SHORT EXERCISE =>
The listing below should be copied in full, word for word.

SUPPLIED ENTRIES =>
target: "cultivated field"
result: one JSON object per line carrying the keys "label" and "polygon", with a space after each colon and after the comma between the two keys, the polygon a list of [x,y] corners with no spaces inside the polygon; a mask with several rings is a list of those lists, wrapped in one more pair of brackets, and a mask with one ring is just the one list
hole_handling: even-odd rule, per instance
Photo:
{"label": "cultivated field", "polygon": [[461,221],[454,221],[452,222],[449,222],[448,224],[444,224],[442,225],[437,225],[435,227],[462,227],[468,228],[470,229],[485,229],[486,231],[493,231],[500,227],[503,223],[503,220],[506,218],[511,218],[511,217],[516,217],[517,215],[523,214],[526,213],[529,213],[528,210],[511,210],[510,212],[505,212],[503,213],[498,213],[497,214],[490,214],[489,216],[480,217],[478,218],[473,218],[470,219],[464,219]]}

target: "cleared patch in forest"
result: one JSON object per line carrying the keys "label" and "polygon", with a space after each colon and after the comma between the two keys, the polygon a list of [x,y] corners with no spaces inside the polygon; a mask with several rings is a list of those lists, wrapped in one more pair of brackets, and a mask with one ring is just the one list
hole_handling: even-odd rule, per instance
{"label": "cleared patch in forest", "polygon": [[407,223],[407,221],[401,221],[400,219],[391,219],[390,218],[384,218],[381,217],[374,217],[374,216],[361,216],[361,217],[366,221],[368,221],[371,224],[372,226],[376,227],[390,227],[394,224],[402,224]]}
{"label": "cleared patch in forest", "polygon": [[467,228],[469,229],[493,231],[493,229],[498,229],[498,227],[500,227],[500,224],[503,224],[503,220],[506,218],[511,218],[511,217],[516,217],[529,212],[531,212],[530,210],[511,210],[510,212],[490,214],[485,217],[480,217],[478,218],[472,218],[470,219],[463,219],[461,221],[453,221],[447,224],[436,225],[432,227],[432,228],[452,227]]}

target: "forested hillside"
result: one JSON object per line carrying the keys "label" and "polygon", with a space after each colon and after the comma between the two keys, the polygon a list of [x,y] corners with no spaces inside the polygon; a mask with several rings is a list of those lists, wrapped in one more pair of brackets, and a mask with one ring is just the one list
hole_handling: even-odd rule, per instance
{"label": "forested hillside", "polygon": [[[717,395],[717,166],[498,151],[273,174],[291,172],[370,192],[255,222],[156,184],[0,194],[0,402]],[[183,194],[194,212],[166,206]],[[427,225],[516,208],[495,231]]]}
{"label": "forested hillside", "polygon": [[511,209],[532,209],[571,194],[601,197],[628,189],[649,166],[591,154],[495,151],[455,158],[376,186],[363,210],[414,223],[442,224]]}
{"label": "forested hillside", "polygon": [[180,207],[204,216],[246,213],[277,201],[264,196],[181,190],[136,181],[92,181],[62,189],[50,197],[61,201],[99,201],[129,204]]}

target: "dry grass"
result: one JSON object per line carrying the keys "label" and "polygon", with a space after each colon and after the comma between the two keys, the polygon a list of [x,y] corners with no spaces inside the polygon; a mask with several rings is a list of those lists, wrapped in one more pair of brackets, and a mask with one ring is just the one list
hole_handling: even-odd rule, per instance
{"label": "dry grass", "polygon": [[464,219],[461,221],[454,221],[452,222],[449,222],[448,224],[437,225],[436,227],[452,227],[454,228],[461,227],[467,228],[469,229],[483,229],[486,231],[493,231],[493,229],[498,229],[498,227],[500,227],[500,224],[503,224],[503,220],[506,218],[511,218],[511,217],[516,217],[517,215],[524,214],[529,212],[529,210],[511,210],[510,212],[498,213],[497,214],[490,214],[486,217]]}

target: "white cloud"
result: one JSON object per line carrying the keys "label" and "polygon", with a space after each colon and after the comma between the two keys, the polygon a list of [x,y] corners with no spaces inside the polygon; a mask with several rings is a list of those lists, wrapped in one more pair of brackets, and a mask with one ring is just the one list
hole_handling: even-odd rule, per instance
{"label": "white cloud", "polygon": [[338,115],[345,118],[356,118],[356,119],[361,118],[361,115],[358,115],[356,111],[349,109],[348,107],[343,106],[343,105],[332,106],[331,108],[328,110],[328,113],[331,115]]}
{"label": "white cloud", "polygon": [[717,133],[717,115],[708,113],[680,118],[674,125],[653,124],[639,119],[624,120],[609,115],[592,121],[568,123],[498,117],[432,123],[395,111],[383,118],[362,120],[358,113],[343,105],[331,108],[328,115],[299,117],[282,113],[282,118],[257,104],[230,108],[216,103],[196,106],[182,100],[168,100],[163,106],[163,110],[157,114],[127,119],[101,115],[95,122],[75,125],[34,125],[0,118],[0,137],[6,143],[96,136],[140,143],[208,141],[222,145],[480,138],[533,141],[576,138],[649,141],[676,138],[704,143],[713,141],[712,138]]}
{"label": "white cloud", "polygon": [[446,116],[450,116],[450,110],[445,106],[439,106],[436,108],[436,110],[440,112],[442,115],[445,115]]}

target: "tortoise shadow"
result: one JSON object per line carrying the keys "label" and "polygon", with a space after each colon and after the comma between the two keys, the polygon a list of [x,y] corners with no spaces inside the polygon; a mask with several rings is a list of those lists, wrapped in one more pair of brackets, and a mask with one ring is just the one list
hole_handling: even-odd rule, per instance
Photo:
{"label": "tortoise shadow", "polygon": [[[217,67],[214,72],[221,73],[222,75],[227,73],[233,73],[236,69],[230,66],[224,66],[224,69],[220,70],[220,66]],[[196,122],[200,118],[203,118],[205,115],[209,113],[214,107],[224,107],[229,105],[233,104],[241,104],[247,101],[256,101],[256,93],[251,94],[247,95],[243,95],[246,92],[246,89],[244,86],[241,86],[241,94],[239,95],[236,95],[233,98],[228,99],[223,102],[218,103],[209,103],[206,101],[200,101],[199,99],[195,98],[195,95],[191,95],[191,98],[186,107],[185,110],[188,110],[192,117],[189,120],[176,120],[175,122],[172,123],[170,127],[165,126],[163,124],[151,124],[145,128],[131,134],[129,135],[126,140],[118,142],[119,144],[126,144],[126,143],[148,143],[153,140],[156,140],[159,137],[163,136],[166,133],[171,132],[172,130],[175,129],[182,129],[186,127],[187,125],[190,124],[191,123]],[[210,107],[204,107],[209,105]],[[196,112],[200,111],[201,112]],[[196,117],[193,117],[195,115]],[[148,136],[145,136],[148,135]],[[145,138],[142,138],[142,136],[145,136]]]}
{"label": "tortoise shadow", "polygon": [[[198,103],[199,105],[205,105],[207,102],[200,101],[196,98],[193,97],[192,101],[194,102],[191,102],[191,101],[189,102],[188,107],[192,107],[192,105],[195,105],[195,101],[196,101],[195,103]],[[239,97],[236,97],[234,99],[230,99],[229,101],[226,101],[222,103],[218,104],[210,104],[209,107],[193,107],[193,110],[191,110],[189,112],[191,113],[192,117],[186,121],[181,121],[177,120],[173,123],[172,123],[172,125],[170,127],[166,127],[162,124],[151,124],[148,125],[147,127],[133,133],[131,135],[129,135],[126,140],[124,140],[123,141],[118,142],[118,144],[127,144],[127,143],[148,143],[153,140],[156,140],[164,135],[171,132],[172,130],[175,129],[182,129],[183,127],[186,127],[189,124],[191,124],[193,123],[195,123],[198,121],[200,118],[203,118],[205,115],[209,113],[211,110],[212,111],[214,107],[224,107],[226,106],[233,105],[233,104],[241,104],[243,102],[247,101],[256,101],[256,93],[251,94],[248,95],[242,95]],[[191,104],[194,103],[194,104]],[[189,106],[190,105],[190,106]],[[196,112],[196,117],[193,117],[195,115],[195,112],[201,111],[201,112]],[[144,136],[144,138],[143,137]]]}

EXERCISE OUTPUT =>
target: "cultivated field"
result: one JSON object per line carrying the keys "label" and "polygon", with a space after each colon and after the comma between the two keys, the polygon a list of [x,y] corners with no spaces inside the polygon; a mask with several rings is a list of those lists, wrapped in one more pair of brackets, and a mask with one ring is just the one list
hole_handling: even-odd rule, per instance
Photo:
{"label": "cultivated field", "polygon": [[461,221],[454,221],[452,222],[449,222],[448,224],[444,224],[442,225],[437,225],[435,227],[462,227],[468,228],[470,229],[485,229],[486,231],[493,231],[500,227],[503,223],[503,220],[506,218],[511,218],[511,217],[516,217],[517,215],[523,214],[526,213],[529,213],[528,210],[511,210],[510,212],[505,212],[503,213],[498,213],[497,214],[490,214],[489,216],[480,217],[478,218],[473,218],[470,219],[464,219]]}

target: "cleared patch in forest"
result: one JSON object per line carrying the keys "label" and "polygon", with a space after each colon and after the comma between the two keys, the polygon a list of [x,y] corners with no spaces inside the polygon; a mask with several rings is a list of those lists, wrapped in one more pair of brackets, and a mask with one ring is just the one list
hole_handling: even-odd rule, per instance
{"label": "cleared patch in forest", "polygon": [[407,223],[407,221],[401,221],[400,219],[391,219],[390,218],[384,218],[381,217],[374,217],[374,216],[361,216],[361,217],[366,221],[368,221],[371,224],[372,226],[376,227],[390,227],[394,224],[402,224]]}
{"label": "cleared patch in forest", "polygon": [[467,228],[469,229],[493,231],[493,229],[498,229],[498,227],[500,227],[500,224],[503,224],[503,220],[506,218],[511,218],[511,217],[516,217],[529,212],[531,212],[530,210],[511,210],[510,212],[490,214],[485,217],[480,217],[478,218],[472,218],[470,219],[463,219],[461,221],[453,221],[447,224],[436,225],[432,227],[432,228],[452,227]]}

target: "forested hillside"
result: one JSON object per line carrying the keys "label" and "polygon", with a space after each colon and after the comma between the two keys, the polygon a list of [x,y] corners with no spaces inside the polygon; a mask with several rings is a list of those lists, wrapped in one more pair of brackets, and a mask with one ring is just the one list
hole_handling: even-odd rule, per instance
{"label": "forested hillside", "polygon": [[[717,395],[717,166],[498,151],[273,174],[291,172],[370,192],[255,222],[156,184],[0,194],[0,402]],[[183,194],[194,212],[166,206]],[[427,225],[516,208],[495,231]]]}
{"label": "forested hillside", "polygon": [[511,209],[532,209],[571,194],[601,197],[628,189],[649,166],[591,154],[495,151],[455,158],[376,186],[363,210],[414,223],[442,224]]}
{"label": "forested hillside", "polygon": [[180,207],[204,216],[246,213],[277,201],[264,196],[181,190],[136,181],[92,181],[62,189],[50,197],[61,201],[99,201],[129,204]]}

target: "dry grass"
result: one JSON object per line carrying the keys "label" and "polygon", with a space after each colon and after the comma between the two keys, the polygon a list of [x,y] corners with no spaces inside the polygon; a mask with several rings is a list of those lists, wrapped in one more pair of brackets, and a mask with one ring is just the one list
hole_handling: even-odd rule, per instance
{"label": "dry grass", "polygon": [[464,219],[461,221],[454,221],[452,222],[449,222],[448,224],[437,225],[436,227],[452,227],[454,228],[461,227],[467,228],[469,229],[483,229],[486,231],[493,231],[493,229],[498,229],[498,227],[500,227],[500,224],[503,224],[503,220],[506,218],[511,218],[511,217],[516,217],[517,215],[524,214],[529,212],[529,210],[511,210],[510,212],[498,213],[497,214],[490,214],[486,217]]}

target: "white cloud"
result: one JSON object per line carrying the keys "label" and "polygon", with a space after each colon and after the comma between the two keys, the polygon a list of [x,y] corners with no spaces inside the polygon; a mask with several rings is a list of those lists, wrapped in one more pair of brackets, and a mask with one ring is just the one list
hole_handling: even-odd rule, per instance
{"label": "white cloud", "polygon": [[338,115],[345,118],[356,118],[356,119],[361,118],[361,115],[358,115],[356,111],[349,109],[348,107],[343,106],[343,105],[332,106],[331,108],[328,110],[328,113],[331,115]]}
{"label": "white cloud", "polygon": [[717,133],[717,115],[708,113],[680,118],[674,125],[653,124],[639,119],[624,120],[609,115],[592,121],[568,123],[498,117],[432,123],[395,111],[383,118],[362,120],[358,113],[343,105],[331,108],[328,115],[299,117],[282,113],[282,118],[257,104],[230,108],[216,103],[196,106],[182,100],[168,100],[163,106],[163,110],[157,114],[127,119],[101,115],[95,122],[75,125],[34,125],[0,118],[0,137],[6,143],[96,136],[140,143],[208,141],[222,145],[480,138],[533,141],[576,138],[649,141],[676,138],[704,143],[713,141],[712,138]]}
{"label": "white cloud", "polygon": [[446,116],[450,116],[450,110],[445,106],[439,106],[436,108],[436,110],[440,112],[442,115],[445,115]]}

target: "tortoise shadow"
result: one JSON object per line carrying the keys "label" and "polygon", with a space after each colon and after the comma between the two keys, the polygon a list of [x,y] corners with no spaces inside the polygon; a mask with several rings is a list of those lists, wrapped in one more pair of brackets, and a mask with one ring is just the one list
hole_handling: even-odd rule, per instance
Photo:
{"label": "tortoise shadow", "polygon": [[[217,67],[214,72],[221,73],[222,75],[227,73],[233,73],[236,69],[230,66],[224,66],[224,69],[220,70],[220,66]],[[196,122],[200,118],[203,118],[205,115],[209,113],[214,107],[224,107],[229,105],[233,104],[241,104],[247,101],[256,101],[256,93],[251,94],[247,95],[243,95],[246,92],[246,89],[244,86],[241,86],[241,94],[239,95],[236,95],[233,98],[228,99],[223,102],[218,103],[209,103],[206,101],[200,101],[199,99],[195,98],[195,95],[191,95],[191,98],[186,107],[185,110],[188,110],[192,117],[189,120],[176,120],[175,122],[172,123],[170,127],[165,126],[163,124],[151,124],[145,128],[131,134],[129,135],[126,140],[118,142],[119,144],[126,144],[126,143],[148,143],[153,140],[156,140],[159,137],[163,136],[166,133],[171,132],[172,130],[175,129],[182,129],[186,127],[187,125],[190,124],[191,123]],[[210,107],[204,107],[209,105]],[[196,112],[200,111],[201,112]],[[196,117],[193,117],[195,115]],[[148,136],[145,136],[148,135]],[[145,138],[142,138],[142,136],[145,136]]]}
{"label": "tortoise shadow", "polygon": [[[198,103],[199,105],[205,105],[207,102],[200,101],[196,98],[193,97],[192,101],[194,102],[191,102],[191,101],[189,102],[188,107],[192,107],[192,105],[195,105],[195,101],[196,101],[195,103]],[[239,97],[236,97],[234,99],[230,99],[229,101],[226,101],[222,103],[218,104],[210,104],[209,107],[193,107],[193,110],[191,110],[189,112],[191,113],[192,117],[186,121],[181,121],[177,120],[173,123],[172,123],[172,125],[170,127],[166,127],[162,124],[151,124],[148,125],[147,127],[133,133],[131,135],[129,135],[126,140],[124,140],[123,141],[118,142],[118,144],[127,144],[127,143],[148,143],[153,140],[156,140],[164,135],[171,132],[172,130],[175,129],[182,129],[183,127],[186,127],[189,124],[191,124],[193,123],[195,123],[198,121],[200,118],[203,118],[205,115],[209,113],[211,110],[212,111],[214,107],[224,107],[226,106],[233,105],[233,104],[241,104],[243,102],[247,101],[256,101],[256,93],[251,94],[248,95],[242,95]],[[191,104],[194,103],[194,104]],[[189,106],[190,105],[190,106]],[[196,112],[196,117],[193,117],[195,115],[195,112],[201,111],[201,112]],[[144,136],[144,138],[143,137]]]}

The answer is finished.